● Data listing:
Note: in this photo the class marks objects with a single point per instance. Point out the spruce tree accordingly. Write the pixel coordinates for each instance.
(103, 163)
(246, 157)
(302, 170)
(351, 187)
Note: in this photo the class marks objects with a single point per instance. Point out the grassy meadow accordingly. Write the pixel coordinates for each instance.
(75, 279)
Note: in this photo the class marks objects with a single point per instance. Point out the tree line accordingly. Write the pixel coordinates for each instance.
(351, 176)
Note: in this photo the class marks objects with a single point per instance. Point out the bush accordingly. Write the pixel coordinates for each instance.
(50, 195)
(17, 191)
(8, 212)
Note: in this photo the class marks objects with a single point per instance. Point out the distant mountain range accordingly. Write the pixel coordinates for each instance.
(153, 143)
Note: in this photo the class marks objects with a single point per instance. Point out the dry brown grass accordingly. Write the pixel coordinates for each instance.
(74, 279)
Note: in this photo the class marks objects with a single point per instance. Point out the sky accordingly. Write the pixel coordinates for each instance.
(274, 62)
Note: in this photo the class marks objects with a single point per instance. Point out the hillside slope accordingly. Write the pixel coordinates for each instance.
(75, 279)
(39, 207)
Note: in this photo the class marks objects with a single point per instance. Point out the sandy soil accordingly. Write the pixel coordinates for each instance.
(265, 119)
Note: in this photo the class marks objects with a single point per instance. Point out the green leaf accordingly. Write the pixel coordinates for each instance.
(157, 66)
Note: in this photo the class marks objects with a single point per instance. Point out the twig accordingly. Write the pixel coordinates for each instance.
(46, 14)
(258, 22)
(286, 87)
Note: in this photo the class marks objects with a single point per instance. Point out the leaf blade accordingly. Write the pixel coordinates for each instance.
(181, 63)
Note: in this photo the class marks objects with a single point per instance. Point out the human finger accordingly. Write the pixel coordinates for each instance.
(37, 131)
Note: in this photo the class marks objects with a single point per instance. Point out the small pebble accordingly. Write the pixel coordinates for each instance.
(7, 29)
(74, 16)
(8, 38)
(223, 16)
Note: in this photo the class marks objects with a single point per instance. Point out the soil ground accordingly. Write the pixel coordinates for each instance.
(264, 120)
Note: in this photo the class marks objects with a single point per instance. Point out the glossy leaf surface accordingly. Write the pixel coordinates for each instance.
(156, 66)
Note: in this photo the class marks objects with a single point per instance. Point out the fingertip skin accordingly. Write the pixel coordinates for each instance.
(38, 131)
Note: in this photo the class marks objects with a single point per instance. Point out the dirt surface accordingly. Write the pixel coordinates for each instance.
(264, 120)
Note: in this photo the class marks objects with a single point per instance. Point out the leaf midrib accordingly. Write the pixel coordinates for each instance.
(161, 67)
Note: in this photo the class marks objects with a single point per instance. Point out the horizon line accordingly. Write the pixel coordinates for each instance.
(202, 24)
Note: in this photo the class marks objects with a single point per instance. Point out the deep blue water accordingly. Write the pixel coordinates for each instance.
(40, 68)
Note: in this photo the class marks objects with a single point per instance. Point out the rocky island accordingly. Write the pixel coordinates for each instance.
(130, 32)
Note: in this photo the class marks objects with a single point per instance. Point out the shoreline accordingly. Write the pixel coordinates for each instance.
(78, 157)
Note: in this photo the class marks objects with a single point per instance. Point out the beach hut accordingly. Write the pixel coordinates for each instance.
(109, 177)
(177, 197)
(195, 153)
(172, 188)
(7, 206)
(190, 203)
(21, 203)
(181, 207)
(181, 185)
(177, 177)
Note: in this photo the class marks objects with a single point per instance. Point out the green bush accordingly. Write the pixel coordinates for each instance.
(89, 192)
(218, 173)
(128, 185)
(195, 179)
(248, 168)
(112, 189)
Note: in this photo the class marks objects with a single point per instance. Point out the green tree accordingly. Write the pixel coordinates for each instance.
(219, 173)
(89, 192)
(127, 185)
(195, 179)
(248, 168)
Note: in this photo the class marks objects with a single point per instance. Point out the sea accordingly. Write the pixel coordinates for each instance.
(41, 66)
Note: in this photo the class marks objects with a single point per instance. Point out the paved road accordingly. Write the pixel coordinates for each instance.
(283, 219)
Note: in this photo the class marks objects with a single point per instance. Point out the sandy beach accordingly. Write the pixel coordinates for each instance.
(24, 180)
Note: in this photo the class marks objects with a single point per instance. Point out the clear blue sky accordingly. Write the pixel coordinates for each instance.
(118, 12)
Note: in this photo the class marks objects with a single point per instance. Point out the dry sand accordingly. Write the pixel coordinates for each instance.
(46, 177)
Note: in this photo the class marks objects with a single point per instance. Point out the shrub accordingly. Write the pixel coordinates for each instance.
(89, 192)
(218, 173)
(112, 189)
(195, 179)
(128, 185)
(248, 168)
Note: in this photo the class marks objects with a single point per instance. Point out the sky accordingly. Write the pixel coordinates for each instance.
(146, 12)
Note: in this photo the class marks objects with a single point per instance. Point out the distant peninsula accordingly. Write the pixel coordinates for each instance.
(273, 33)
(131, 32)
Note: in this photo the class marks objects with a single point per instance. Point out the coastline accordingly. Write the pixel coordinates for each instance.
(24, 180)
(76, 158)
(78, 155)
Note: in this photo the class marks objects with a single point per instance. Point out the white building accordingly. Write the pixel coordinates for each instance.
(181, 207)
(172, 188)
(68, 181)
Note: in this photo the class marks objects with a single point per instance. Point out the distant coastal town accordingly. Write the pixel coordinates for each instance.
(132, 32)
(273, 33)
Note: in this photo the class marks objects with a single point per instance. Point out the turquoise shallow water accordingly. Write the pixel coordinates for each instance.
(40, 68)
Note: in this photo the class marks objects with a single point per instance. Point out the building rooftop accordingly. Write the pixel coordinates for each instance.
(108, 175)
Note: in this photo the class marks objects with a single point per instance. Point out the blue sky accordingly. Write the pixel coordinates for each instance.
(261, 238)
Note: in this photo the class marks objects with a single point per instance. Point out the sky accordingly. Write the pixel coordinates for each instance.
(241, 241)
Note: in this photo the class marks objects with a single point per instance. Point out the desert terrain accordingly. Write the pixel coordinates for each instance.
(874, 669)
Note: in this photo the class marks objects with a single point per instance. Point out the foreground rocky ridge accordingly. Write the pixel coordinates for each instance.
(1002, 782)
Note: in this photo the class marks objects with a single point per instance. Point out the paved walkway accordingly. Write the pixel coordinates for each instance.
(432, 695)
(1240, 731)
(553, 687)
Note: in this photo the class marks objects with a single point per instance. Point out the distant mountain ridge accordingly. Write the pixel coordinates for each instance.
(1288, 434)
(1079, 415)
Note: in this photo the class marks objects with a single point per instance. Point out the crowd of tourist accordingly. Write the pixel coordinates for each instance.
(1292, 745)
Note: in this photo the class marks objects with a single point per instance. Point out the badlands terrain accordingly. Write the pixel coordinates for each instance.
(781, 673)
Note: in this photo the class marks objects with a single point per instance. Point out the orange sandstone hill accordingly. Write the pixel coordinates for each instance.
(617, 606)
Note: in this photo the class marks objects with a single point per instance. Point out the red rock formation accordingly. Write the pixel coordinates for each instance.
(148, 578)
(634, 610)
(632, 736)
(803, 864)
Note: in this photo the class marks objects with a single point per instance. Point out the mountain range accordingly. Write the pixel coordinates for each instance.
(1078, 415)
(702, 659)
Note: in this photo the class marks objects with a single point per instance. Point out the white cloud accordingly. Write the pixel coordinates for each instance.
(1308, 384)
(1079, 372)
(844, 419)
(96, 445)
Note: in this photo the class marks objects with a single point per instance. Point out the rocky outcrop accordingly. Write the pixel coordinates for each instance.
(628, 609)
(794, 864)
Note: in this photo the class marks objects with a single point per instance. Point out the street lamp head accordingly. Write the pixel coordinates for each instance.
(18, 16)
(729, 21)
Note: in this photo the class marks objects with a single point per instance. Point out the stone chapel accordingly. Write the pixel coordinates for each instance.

● Problem requirements: Each record above is to be reproduced exactly, in full.

● Task answer:
Note: in this photo the class marks objects with a single point per instance. Point out the spruce tree accordingly. Write the pixel coordinates for each instance.
(103, 163)
(246, 157)
(302, 170)
(351, 187)
Note: in this photo the class marks objects with a single point per instance. Point out the grassy meadow accordingly. Write the pixel coordinates for each instance.
(75, 279)
Note: in this photo the class marks objects with a single point per instance. Point out the tree line accordingly. Write the pixel coordinates for each instance.
(351, 176)
Note: in this photo the class marks objects with a single point per instance. Point out the bush accordingly. Write the pixel coordinates for each instance.
(50, 195)
(17, 191)
(8, 212)
Note: in this photo the class marks objects with a single point per instance. Point out the distant mountain range accordingly. Write the pixel coordinates for each instance.
(153, 143)
Note: in this photo the class marks objects with a single point per instance. Point out the dry brown grass accordingly. Write the pixel coordinates for each instance.
(74, 279)
Note: in this photo the class marks objects with a single point per instance. Point out the sky accordingly. Write the pixel coordinates for each instance.
(274, 62)
Note: in this photo the class marks objects with a single point per instance. Point out the hillside slope accordingly. Write the pixel coordinates for each instance.
(75, 279)
(39, 207)
Note: in this photo the class marks objects with a single point per instance. Point out the sandy soil accordingly. Write the pixel coordinates for each instance.
(265, 119)
Note: in this photo the class marks objects with a single point per instance. Point out the green leaf accordingly. Write the pixel coordinates for each instance.
(157, 66)
Note: in this photo the class marks objects with a single point per instance. Point out the twig accordingly. Write the pixel coordinates for each instance.
(46, 14)
(258, 22)
(286, 87)
Note: in this photo the class marks objects with a single point per instance. Point out the leaf blade accordingly. Write the pixel coordinates for each instance.
(181, 63)
Note: in this photo the class marks objects with a single point per instance. Point out the human finger accordingly. Write the pixel coordinates for each instance.
(37, 131)
Note: in this photo the class marks objects with a single point per instance. Point out the small pebble accordingly. Write the pixel coordinates for each instance.
(7, 29)
(74, 16)
(8, 38)
(223, 16)
Note: in this photo the class marks objects with a single point per instance. Point out the soil ground accordingly. Write the pixel coordinates for each instance.
(264, 120)
Note: in this photo the class marks objects with a single point per instance. Point out the glossy leaf surface accordingly. Write the pixel coordinates for each instance.
(156, 66)
Note: in this photo the class marks objects with a single point per instance. Point out the fingertip skin accordingly. Write the pixel coordinates for each instance.
(38, 131)
Note: in this photo the class marks objects with a single point per instance. Point out the dirt surface accordingly. Write the pixel coordinates for each instance.
(264, 120)
Note: in this photo the class marks objects with a single point per instance. Point out the leaf midrib accordingly. Write the pixel coordinates for each instance.
(161, 67)
Note: in this photo the class marks objects with a single point per instance. Point out the horizon line accordingly. Write the pixel coordinates for each instance.
(202, 24)
Note: in this photo the class marks objects with a single point per instance. Point out the deep blue water accordingly. Write the pixel coordinates for each instance.
(40, 68)
Note: in this photo the class marks objects with a single point per instance. Point out the rocky island accordingly. Write the pixel coordinates for each instance.
(130, 32)
Note: in this photo the class marks objects with a single point per instance. Point out the shoreline accordingly. Write the pixel coordinates for each instance.
(78, 157)
Note: in this photo the class marks objects with a single point per instance. Point out the beach hut accordingly. Write the pixel coordinates for each instance.
(109, 177)
(177, 197)
(195, 153)
(172, 188)
(7, 206)
(190, 203)
(21, 203)
(181, 207)
(181, 185)
(177, 177)
Note: in this photo the class marks objects with a single point per instance. Point out the green bush accordingly. Write the pixel coordinates for each instance.
(89, 192)
(218, 173)
(128, 185)
(195, 179)
(248, 168)
(112, 189)
Note: in this photo the class marks objects with a single point per instance. Point out the green tree accordingly. Write the pixel coordinates for each instance.
(219, 173)
(89, 192)
(127, 185)
(195, 179)
(248, 168)
Note: in this photo the class marks objects with a single point per instance. Point out the sea accordingly. Write the pixel coordinates for each instance.
(41, 66)
Note: in this photo the class marks objects with a single point per instance. Point out the paved road accordingly. Write the pixel coordinates for each instance.
(283, 219)
Note: in this photo the class marks objects with a single point per instance. Point out the sandy beach accordingly. Write the pixel coordinates for each instance.
(24, 180)
Note: in this photo the class marks objects with a single point per instance. Point out the clear blue sky accordingly. Write the pixel coordinates for each instance.
(118, 12)
Note: in this photo the class marks objects with a single point per instance. Point out the dry sand accordingly. Write the pixel coordinates for each instance.
(46, 177)
Note: in this photo the class marks objects with a single point per instance. Point out the shrub accordingly. Write the pixel coordinates for each instance.
(89, 192)
(218, 173)
(112, 189)
(195, 179)
(128, 185)
(248, 168)
Note: in this photo the class marks objects with a single point per instance. Point out the sky accordingly. Write the pixel coordinates for each instance.
(146, 12)
Note: in this photo the class marks objects with a single point per instance. Point out the distant peninsula accordingly. Write the pixel coordinates for each instance.
(273, 33)
(131, 32)
Note: in this photo the class marks objects with a single point per instance. Point out the coastline accordingly. Write the pixel coordinates for each instance.
(24, 180)
(76, 158)
(78, 155)
Note: in this photo the class marks objects with a single point per instance. Point out the white building accordingly. Write the pixel coordinates for each instance.
(181, 207)
(172, 188)
(68, 181)
Note: in this photo the class marks objects with a single point per instance. Point out the distant coastal town accordingly. Write the pixel coordinates for each instance.
(132, 32)
(273, 33)
Note: in this photo the class marks objects with a single point per instance. Point out the turquoise shallow water accordingly. Write the pixel coordinates for each instance.
(40, 68)
Note: in this photo the class marks objects with a single point per instance. Point out the building rooftop accordingly. Write the pixel coordinates for each instance.
(108, 175)
Note: in this photo the class marks objects with a single point per instance. Point out the blue sky accordingly. Write the pixel coordinates for each instance.
(261, 238)
Note: in this photo the class marks objects with a single point per instance. Point out the sky accordingly. Write the pixel coordinates for each instance.
(241, 241)
Note: in this photo the class marks objects with a single point per instance. Point out the desert terrain accordingly. Write the pixel coordinates for each instance.
(874, 669)
Note: in this photo the class marks objects with a single point per instance. Point out the foreground rocky ridge accordingly. Write the pixel coordinates for each instance.
(1002, 782)
Note: in this photo the class marks objects with a single point per instance. Point out the paved walkway accordingly. Write the pixel coordinates for each instance.
(432, 695)
(1240, 731)
(553, 687)
Note: in this photo the class marks objects with a single point per instance. Point out the distant mountain ridge accordingly. Write the pixel coordinates for each instance.
(1288, 434)
(1079, 415)
Note: in this photo the class marks objects with a single point per instance. Point out the crowd of tourist accordingly. Write the pixel coordinates for each instance.
(1292, 745)
Note: in this photo the class marks objects with a single point per instance. Point out the badlands terrain accordingly. Write the pixel coordinates for each instance.
(781, 673)
Note: in this photo the class marks objects with a single point per instance. Point out the orange sandstone hill accordingly. Write the pixel coordinates for each instance.
(617, 606)
Note: in this photo the class marks objects with a single point per instance. Point out the red rock formation accordingly. Write the pixel coordinates for each instance.
(148, 578)
(634, 610)
(632, 736)
(803, 864)
Note: in this photo the class marks objects with a single point per instance. Point out the mountain range accordingly. Write the pixel coordinates for each instance.
(1078, 415)
(702, 659)
Note: in this photo the class marks objects with a single point per instance. Point out the white cloud accordingly. Write the pixel coordinates for each instance.
(1308, 384)
(1079, 372)
(844, 419)
(96, 445)
Note: in this photo the class marks objects with a single point per instance. Point out the rocky outcrop accordingly. Write the pixel coordinates for each instance.
(628, 609)
(794, 864)
Note: in this photo the class marks objects with a single point per instance. Point out the street lamp head accordingly. Write the pixel coordinates for each instance.
(18, 16)
(729, 21)
Note: in this photo the class marks objects with a single point per instance. Point out the stone chapel accordingly. Write the pixel coordinates for each instance.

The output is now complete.